◆ **GIVEN INSTRUCTION**:
Print each of the records below again, line for line, without changing a single word.

=-=-=-=-=

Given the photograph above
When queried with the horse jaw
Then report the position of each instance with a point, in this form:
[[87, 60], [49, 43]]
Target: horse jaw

=-=-=-=-=

◆ **SOLUTION TO THIS EXERCISE**:
Given the photograph above
When queried with the horse jaw
Then report the position of each instance with a point, in this form:
[[87, 60], [49, 43]]
Target: horse jaw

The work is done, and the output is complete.